▸ **WORK TO COMPLETE**:
Each line in the entries below that holds the word "frame" belongs in the answer.

▸ **GIVEN RECORDS**:
****************

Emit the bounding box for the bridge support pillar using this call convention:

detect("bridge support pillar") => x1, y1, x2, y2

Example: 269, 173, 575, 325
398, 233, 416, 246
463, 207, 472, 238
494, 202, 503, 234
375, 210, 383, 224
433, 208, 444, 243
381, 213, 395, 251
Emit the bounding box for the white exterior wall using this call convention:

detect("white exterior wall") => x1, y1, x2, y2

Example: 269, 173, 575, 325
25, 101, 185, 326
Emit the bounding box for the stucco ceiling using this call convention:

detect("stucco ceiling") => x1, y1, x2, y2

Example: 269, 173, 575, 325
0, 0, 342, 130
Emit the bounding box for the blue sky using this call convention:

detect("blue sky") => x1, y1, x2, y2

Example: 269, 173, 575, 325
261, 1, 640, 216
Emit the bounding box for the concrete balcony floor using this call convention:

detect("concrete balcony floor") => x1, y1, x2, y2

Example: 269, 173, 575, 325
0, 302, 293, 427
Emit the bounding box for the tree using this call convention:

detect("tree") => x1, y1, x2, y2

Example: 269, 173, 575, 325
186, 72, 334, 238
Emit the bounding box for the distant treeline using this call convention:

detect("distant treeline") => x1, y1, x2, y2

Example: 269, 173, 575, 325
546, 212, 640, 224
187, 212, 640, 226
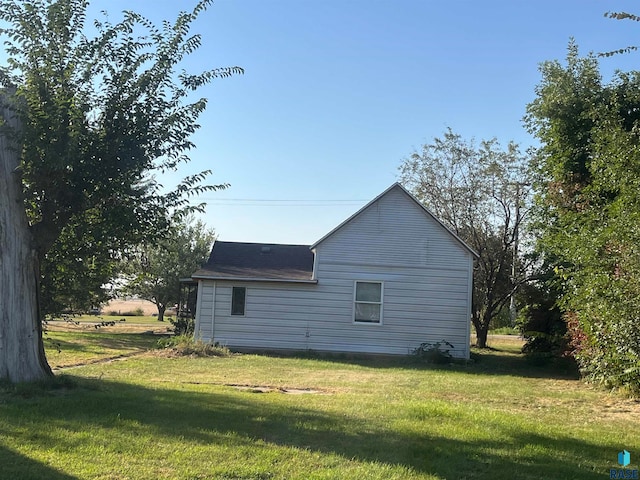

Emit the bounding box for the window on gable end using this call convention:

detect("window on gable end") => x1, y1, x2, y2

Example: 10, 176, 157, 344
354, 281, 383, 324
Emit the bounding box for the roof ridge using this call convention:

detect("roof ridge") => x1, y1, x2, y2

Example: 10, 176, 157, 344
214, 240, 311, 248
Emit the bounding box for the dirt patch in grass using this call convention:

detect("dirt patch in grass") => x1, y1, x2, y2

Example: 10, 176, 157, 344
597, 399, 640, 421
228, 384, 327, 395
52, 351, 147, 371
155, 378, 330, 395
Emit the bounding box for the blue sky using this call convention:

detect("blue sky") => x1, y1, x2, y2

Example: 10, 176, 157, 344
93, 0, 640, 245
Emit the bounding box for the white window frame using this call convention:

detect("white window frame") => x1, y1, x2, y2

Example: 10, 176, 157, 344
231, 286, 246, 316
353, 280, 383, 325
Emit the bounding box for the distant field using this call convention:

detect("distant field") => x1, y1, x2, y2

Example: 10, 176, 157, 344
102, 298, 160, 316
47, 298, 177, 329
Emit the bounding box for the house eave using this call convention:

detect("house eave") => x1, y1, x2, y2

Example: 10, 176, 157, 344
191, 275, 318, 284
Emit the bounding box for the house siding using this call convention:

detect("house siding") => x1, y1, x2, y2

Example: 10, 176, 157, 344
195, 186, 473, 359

****************

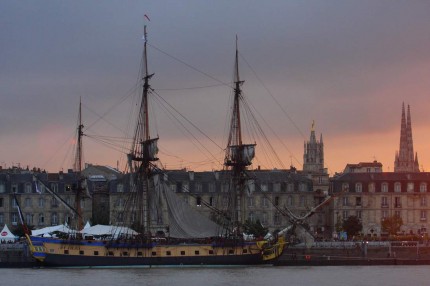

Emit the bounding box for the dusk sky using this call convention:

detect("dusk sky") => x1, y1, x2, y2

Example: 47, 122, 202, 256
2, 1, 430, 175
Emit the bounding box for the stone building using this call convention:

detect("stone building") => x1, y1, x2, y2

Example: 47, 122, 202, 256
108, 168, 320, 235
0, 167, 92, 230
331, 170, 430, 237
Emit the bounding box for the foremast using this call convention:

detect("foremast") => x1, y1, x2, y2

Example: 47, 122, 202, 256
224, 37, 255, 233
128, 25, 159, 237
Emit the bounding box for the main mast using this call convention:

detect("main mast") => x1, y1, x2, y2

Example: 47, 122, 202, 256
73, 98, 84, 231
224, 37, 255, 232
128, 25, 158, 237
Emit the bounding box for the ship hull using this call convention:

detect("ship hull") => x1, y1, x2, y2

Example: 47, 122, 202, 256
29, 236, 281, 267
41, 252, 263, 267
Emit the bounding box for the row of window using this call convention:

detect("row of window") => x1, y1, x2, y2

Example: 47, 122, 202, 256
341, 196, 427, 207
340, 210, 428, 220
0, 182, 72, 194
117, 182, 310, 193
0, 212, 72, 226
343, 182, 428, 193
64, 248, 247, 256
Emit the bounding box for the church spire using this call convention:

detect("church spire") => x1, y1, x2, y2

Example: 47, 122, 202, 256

****************

▸ **EXERCISE OUTPUT**:
Emit the bounding box for the white window frame using this call convention:
detect("white window frame") => x1, y1, x2, y2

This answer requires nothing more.